WHAT IS BEING ASKED - Return every record verbatim.

RECORDS FOR THE TASK -
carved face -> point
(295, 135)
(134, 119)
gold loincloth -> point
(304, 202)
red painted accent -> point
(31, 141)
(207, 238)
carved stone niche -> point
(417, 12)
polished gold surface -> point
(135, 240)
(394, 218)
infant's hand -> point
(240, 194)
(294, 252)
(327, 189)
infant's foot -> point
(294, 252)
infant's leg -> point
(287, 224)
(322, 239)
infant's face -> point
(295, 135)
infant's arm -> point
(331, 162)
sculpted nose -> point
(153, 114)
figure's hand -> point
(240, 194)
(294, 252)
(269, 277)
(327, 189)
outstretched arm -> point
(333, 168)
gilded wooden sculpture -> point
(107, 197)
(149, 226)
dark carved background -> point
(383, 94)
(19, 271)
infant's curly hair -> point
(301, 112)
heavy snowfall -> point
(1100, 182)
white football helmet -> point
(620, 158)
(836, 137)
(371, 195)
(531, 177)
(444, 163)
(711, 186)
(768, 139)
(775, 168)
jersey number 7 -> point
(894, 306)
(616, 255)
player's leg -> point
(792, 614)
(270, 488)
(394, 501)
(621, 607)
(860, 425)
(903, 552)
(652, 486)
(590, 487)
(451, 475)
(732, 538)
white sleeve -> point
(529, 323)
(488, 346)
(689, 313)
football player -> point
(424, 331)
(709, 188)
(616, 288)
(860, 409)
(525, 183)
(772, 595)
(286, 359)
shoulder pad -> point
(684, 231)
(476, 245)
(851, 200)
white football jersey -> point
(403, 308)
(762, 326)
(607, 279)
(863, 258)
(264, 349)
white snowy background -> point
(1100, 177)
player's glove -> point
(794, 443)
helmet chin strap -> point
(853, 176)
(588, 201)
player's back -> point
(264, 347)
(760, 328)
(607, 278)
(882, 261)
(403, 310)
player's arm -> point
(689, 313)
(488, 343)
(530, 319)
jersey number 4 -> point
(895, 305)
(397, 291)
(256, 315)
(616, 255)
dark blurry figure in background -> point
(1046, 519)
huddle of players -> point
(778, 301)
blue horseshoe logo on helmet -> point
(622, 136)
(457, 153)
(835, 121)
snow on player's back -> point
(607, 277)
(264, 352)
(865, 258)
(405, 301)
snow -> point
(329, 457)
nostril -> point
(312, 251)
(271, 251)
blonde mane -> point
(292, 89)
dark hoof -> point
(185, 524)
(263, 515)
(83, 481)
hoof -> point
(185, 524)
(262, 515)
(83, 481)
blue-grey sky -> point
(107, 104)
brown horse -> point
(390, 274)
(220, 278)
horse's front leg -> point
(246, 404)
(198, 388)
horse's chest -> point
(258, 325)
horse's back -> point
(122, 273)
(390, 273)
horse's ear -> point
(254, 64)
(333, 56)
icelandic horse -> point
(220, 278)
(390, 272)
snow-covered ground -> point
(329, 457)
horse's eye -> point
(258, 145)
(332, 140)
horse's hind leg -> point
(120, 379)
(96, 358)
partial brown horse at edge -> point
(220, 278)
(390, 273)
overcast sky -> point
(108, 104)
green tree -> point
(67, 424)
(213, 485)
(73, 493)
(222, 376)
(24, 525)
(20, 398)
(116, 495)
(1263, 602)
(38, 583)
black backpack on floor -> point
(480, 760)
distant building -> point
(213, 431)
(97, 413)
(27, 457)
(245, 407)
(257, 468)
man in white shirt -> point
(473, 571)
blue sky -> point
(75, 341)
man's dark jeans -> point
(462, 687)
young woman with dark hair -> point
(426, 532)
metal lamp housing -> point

ANSWER TO THIS EXERCISE -
carved face -> point
(295, 135)
(134, 119)
gold loincloth -> point
(304, 202)
red painted accent -> point
(31, 141)
(207, 238)
carved stone niche -> point
(417, 12)
polished gold surface -> point
(135, 240)
(394, 218)
infant's hand -> point
(240, 194)
(294, 252)
(327, 189)
infant's foot -> point
(294, 252)
infant's leg -> point
(287, 224)
(322, 239)
infant's face -> point
(295, 135)
infant's arm -> point
(331, 162)
sculpted nose -> point
(153, 114)
figure's hand -> point
(240, 194)
(294, 252)
(269, 277)
(327, 189)
outstretched arm -> point
(333, 168)
gilded wooden sculpture -> point
(107, 197)
(149, 226)
dark carved background -> point
(383, 94)
(19, 271)
infant's curly hair -> point
(301, 112)
heavy snowfall -> point
(1100, 182)
white football helmet -> point
(620, 158)
(836, 137)
(371, 195)
(531, 177)
(444, 163)
(711, 186)
(768, 139)
(775, 168)
jersey number 7 -> point
(894, 306)
(616, 255)
player's leg -> point
(792, 614)
(270, 488)
(394, 501)
(621, 607)
(860, 425)
(903, 552)
(652, 486)
(590, 487)
(451, 475)
(732, 538)
white sleeve -> point
(529, 323)
(488, 346)
(689, 313)
football player -> point
(424, 331)
(709, 188)
(616, 288)
(860, 409)
(525, 183)
(772, 595)
(286, 359)
shoulder pad -> point
(684, 231)
(476, 245)
(851, 200)
white football jersey -> point
(403, 308)
(762, 326)
(607, 279)
(863, 258)
(264, 349)
white snowy background -> point
(1100, 177)
player's glove -> point
(794, 443)
helmet chin strap -> point
(853, 176)
(588, 201)
player's back -> point
(264, 347)
(760, 328)
(607, 278)
(882, 261)
(403, 310)
player's arm -> point
(689, 313)
(488, 343)
(530, 319)
jersey number 4 -> point
(895, 305)
(397, 291)
(256, 315)
(616, 255)
dark blurry figure in background -> point
(1046, 519)
huddle of players -> point
(778, 301)
blue horseshoe logo on helmet -> point
(622, 136)
(457, 153)
(835, 121)
snow on player's back -> point
(607, 277)
(264, 352)
(865, 258)
(405, 301)
snow -> point
(329, 457)
nostril -> point
(312, 251)
(271, 251)
blonde mane -> point
(292, 89)
dark hoof -> point
(185, 524)
(263, 515)
(83, 481)
hoof -> point
(185, 524)
(262, 515)
(83, 481)
blue-grey sky -> point
(107, 104)
brown horse -> point
(390, 274)
(220, 278)
horse's front leg -> point
(246, 404)
(198, 388)
horse's chest -> point
(258, 325)
horse's back -> point
(122, 273)
(390, 273)
horse's ear -> point
(254, 64)
(333, 56)
icelandic horse -> point
(220, 278)
(390, 272)
snow-covered ground -> point
(329, 457)
horse's eye -> point
(258, 145)
(332, 140)
horse's hind leg -> point
(120, 379)
(96, 358)
partial brown horse at edge -> point
(220, 278)
(390, 273)
overcast sky -> point
(108, 104)
green tree -> point
(67, 424)
(213, 485)
(73, 493)
(222, 376)
(24, 525)
(20, 398)
(116, 495)
(1263, 602)
(38, 583)
black backpack on floor -> point
(480, 760)
distant building -> point
(213, 431)
(97, 413)
(27, 457)
(245, 407)
(257, 468)
man in white shirt -> point
(473, 571)
blue sky -> point
(75, 341)
man's dark jeans -> point
(462, 687)
young woman with dark hair -> point
(426, 532)
metal lamp housing -> point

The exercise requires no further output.